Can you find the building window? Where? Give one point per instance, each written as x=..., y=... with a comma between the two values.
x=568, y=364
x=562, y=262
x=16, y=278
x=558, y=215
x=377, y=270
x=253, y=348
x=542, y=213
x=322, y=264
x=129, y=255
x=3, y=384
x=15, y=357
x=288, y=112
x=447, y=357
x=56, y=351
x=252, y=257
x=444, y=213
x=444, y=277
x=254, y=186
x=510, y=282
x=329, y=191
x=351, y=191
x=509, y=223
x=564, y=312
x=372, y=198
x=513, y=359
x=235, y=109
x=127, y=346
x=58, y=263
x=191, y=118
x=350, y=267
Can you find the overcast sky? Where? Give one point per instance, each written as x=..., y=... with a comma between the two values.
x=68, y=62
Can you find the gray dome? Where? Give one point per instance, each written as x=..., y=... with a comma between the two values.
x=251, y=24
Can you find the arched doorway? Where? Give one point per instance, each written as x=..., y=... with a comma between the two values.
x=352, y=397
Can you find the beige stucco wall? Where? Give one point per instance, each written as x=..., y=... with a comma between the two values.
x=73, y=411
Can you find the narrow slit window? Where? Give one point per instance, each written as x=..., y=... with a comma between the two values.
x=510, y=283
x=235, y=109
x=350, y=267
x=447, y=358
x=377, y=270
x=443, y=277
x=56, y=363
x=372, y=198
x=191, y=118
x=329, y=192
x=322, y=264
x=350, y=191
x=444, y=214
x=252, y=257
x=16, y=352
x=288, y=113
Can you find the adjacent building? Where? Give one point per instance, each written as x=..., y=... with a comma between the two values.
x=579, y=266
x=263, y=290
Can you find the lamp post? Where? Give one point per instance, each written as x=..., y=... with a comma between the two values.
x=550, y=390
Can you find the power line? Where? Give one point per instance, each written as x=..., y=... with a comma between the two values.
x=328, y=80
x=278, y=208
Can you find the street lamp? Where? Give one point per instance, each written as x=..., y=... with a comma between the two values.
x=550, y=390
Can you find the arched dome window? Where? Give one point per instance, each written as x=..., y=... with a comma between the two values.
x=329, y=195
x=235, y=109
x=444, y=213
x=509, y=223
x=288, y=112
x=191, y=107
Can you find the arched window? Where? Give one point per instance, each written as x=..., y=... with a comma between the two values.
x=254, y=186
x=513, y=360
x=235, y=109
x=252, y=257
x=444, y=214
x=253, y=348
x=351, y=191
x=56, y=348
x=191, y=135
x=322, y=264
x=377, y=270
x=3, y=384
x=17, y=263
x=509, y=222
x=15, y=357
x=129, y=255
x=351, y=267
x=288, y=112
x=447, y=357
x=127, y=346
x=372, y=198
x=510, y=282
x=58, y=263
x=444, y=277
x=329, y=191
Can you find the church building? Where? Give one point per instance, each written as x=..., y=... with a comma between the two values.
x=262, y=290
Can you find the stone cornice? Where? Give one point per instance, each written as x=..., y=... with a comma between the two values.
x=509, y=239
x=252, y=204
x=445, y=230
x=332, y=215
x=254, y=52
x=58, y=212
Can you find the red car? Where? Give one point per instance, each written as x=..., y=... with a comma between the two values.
--
● **The task**
Reproduce the data from the line containing "Can you find the arched window?" through the end of the data, with both ends included. Keep every request unchanged and add -106 to each x and y coordinate in the answers.

● **Response for this exercise**
Can you find the arched window? Where? Give one point per instance, each written as x=..., y=... with a comma between the two values.
x=148, y=80
x=407, y=254
x=129, y=3
x=146, y=151
x=338, y=108
x=147, y=242
x=245, y=85
x=-50, y=242
x=85, y=29
x=216, y=158
x=271, y=164
x=-103, y=278
x=-89, y=157
x=403, y=116
x=-91, y=251
x=23, y=149
x=245, y=161
x=182, y=6
x=341, y=251
x=21, y=240
x=266, y=92
x=404, y=176
x=-48, y=157
x=338, y=171
x=223, y=85
Can you find the church building? Where? Give one point per instance, each written as x=..., y=... with a comma between the two values.
x=156, y=184
Can you find the stone cornice? Where? Give one point per instance, each written as x=..., y=... with a comma between the two values.
x=403, y=133
x=146, y=98
x=339, y=124
x=226, y=109
x=148, y=-54
x=-48, y=106
Can you find the red car? Where? Give one point per instance, each written as x=..., y=... with a comma between the two values.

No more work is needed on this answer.